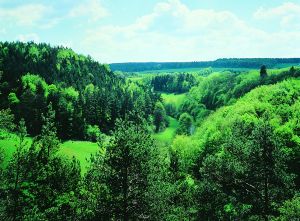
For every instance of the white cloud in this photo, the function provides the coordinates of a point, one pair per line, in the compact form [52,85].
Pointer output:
[174,32]
[288,14]
[26,15]
[28,37]
[93,9]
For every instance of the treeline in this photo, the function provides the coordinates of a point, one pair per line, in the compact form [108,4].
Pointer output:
[225,88]
[173,83]
[254,63]
[83,92]
[242,164]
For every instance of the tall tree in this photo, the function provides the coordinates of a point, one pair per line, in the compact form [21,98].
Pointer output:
[263,71]
[128,163]
[160,117]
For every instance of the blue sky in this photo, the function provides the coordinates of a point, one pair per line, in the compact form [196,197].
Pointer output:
[157,30]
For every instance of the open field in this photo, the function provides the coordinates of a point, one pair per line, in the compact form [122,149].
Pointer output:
[82,150]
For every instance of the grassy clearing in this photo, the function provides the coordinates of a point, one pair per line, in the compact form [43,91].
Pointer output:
[168,134]
[82,150]
[175,99]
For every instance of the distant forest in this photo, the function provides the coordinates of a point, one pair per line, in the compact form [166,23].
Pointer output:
[220,63]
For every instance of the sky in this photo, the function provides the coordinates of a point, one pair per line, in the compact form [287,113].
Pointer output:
[157,30]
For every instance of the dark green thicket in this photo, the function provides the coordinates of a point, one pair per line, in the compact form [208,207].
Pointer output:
[83,92]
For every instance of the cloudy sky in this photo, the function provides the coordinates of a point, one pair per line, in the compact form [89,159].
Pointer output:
[157,30]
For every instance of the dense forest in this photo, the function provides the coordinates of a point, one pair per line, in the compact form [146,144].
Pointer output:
[234,155]
[219,63]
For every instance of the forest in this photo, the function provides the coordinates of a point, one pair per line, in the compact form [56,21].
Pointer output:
[219,63]
[81,140]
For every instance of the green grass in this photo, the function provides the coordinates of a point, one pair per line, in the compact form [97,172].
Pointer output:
[175,99]
[169,133]
[81,150]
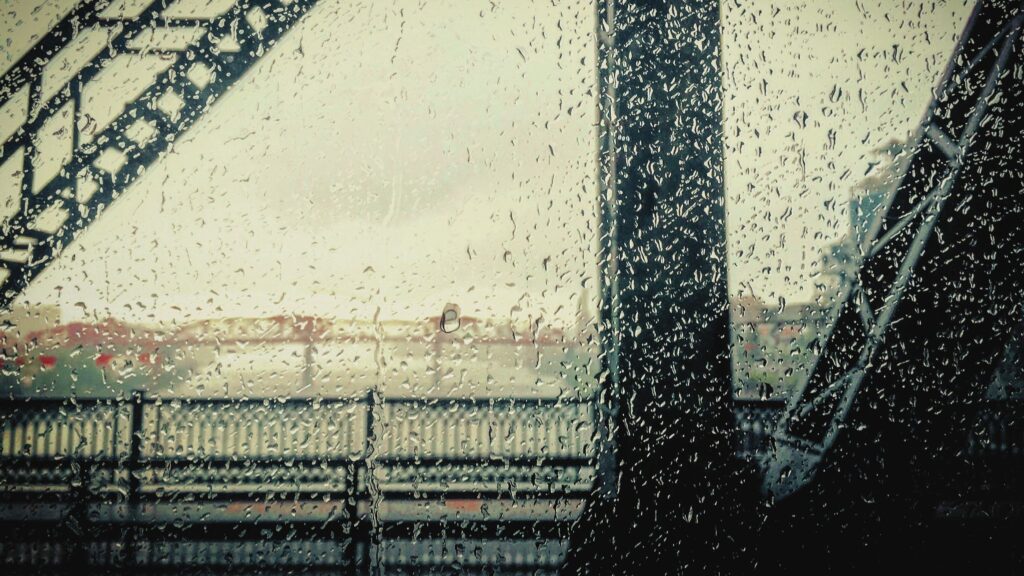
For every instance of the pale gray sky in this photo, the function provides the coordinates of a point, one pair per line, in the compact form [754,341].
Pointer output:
[391,159]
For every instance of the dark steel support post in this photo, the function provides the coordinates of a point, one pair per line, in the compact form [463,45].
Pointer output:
[666,294]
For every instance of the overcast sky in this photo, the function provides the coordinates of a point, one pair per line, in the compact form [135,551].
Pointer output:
[388,160]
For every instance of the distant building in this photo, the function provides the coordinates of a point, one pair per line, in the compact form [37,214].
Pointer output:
[772,345]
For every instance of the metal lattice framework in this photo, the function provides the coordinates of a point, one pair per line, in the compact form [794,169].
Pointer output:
[103,162]
[906,239]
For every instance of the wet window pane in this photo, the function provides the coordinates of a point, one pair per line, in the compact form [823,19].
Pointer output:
[453,287]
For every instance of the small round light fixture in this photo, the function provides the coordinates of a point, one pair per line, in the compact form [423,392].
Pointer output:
[451,319]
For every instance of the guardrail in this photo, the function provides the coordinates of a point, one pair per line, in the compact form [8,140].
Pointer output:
[133,468]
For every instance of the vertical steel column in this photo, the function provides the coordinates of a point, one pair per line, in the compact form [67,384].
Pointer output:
[666,303]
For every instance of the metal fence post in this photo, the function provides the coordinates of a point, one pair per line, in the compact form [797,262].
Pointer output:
[135,447]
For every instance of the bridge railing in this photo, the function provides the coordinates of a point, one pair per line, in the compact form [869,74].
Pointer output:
[140,447]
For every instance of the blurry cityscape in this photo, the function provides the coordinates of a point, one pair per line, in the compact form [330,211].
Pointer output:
[292,357]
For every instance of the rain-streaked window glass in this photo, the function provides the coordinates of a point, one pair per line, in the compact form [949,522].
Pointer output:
[510,287]
[339,268]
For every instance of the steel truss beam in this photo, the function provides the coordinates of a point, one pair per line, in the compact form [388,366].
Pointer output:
[946,233]
[51,213]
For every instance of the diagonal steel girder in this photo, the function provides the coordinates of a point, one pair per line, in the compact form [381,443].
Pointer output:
[50,214]
[943,252]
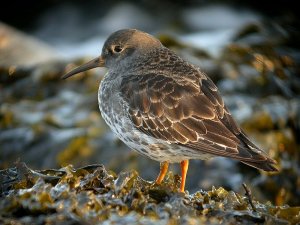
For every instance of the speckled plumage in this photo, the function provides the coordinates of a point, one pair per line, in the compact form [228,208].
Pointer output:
[164,107]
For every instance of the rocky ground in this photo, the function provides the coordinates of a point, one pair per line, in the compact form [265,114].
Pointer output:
[50,123]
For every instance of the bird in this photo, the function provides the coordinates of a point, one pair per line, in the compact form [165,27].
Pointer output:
[166,108]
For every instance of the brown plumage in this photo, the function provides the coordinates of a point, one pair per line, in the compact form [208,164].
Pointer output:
[167,103]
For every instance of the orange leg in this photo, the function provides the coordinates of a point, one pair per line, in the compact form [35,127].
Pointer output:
[163,171]
[184,168]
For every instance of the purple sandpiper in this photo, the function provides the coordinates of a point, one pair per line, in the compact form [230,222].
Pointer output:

* _TASK STATEMENT_
Rewrite all of the data above with every "Pointer output" changed to "Points" and everything else left as it is, omitting the pictures.

* _ANSWER TO THE EXERCISE_
For every instance of the white cloud in this photo, the function provides the coordinates of a point, one pair per line, in the compact form [52,85].
Points:
[174,32]
[288,14]
[26,15]
[28,37]
[93,9]
For every instance of the treeline in this photo, the function provides the coordinates of a point, one pair per line, in the compact form [108,4].
Points:
[225,88]
[173,83]
[254,63]
[83,92]
[242,164]
For every instance of the tall tree in this photo, the function provides the coordinates of a point, one pair per line, in the compact form [21,98].
Points:
[263,71]
[128,163]
[160,117]
For every instance of the blue sky in this photo, the function provides the coordinates of a point, one pair per line, in the compact form [196,197].
Points:
[157,30]
For every instance of the open field in this photo, the function provides the coordinates of a point, one pair per line, in the compact form [122,149].
Points:
[82,150]
For every instance of the grassy clearing in this photo, the function provides the coordinates of a point, one pair per line, in the compact form [43,91].
Points:
[168,134]
[82,150]
[175,99]
For every instance of the distant forest in this photo, the function provides the coordinates of a point, one pair per line, in the compact form [166,23].
Points:
[220,63]
For every instance of the sky in this photo, the function provides the coordinates of a point, one pair per line, in the compact form [287,113].
Points:
[157,30]
For every instance of the dark green thicket in this photo, the function provides the coordinates of a point, one pair per line, in the compact form [208,207].
Points:
[83,92]
For every instance of the cloudy sky in this photo, the function provides the coordinates of a point, one pair per line, in the compact form [89,159].
Points:
[157,30]
For every instance of the dense forest in this photo, the function provides the coordinates of a point, one pair per line, in the compact form [146,144].
Points:
[234,155]
[219,63]
For every instance of the forest in this photo, the function provides the coordinates of a point, one pair per line, in the compact form [56,21].
Points:
[219,63]
[81,140]
For every instance of the green grass in this photo, the function provides the coordinates of a point, one pair per line, in the compact form [97,172].
Points:
[175,99]
[169,133]
[81,150]
For every instance of the pale gray sky in this photo, the function provides the coordinates of a point, one pair per line, in the compact form [754,341].
Points:
[391,159]
For every instance of the dark steel support post in this photo, the function provides the coordinates of a point, one pair per line, in the compact form [463,45].
Points:
[666,294]
For every instance of the overcast sky in this photo, the function provides the coordinates of a point, one pair per line, in the compact form [135,551].
Points:
[388,160]
For every instance of the distant building in this photo, the function provides the coordinates of a point, one pair per line, in the compact form [37,214].
Points:
[772,345]
For every instance of the metal lattice framework in this photo, the function provides the coordinates of a point, one pair per line, in the compact form [794,169].
Points:
[103,162]
[906,239]
For every instance of the wet window pane in this photo, the function provides the coordinates of a point, one pair per line, in the compact form [823,19].
Points:
[453,287]
For every instance of the small round light fixture in this photo, the function provides the coordinates of a point, one pair per line, in the compact form [423,392].
Points:
[451,319]
For every instance of the guardrail in this photo, the function provides the coordinates of a point, one pair per line, in the compact form [8,140].
Points:
[133,468]
For every instance of the vertical steel column in this photo, the function provides the coordinates of a point, one pair per line, in the compact form [67,384].
Points:
[666,303]
For every instance of the metal fence post in this photo, the function provides the coordinates of a point, one pair per line, in the compact form [797,262].
Points:
[135,447]
For every instance of the bridge railing in this photo, the function provides the coordinates of a point, one pair per line, in the compact form [869,74].
Points:
[140,447]
For every instance of the blurry cityscape in this photo, the function provides the coordinates of a point, one pair per line, in the compact form [330,211].
Points:
[292,357]
For every instance of the rain-streaked window glass in this photo, the function provides the coordinates of a point, one pair per line, in the compact form [949,522].
Points:
[510,287]
[339,268]
For every instance of the steel truss beam in this photo, the function provides the coordinates of a point, one pair per line, in the compact form [388,366].
Points:
[946,233]
[51,213]
For every instance of the diagonal steel girder in this photo, the function provides the coordinates of a point, one pair per line, in the compact form [381,443].
Points:
[50,214]
[943,252]
For every instance of the speckled plumage in this photo, the function provides the coordinates of a point, one pair per line, in the compact form [228,208].
Points:
[164,107]
For every instance of the rocky ground in this photo, the function provides the coordinates of a point, one pair per line, in the compact form [265,114].
Points:
[50,123]
For every instance of the bird in this photo, the function provides the coordinates of a point, one pair per line, in the compact form [165,27].
Points:
[166,108]
For every instance of the brown plumage in this photo, the function provides the coordinates of a point, one pair per line, in the compact form [208,164].
Points:
[167,103]
For every instance of the orange leg in this photo, the function provides the coordinates of a point, one pair per line, in the compact form [35,127].
Points:
[163,171]
[184,168]
For every instance of the purple sandpiper in this photo, the function provides the coordinates of a point, one pair per line, in the compact form [230,222].
Points:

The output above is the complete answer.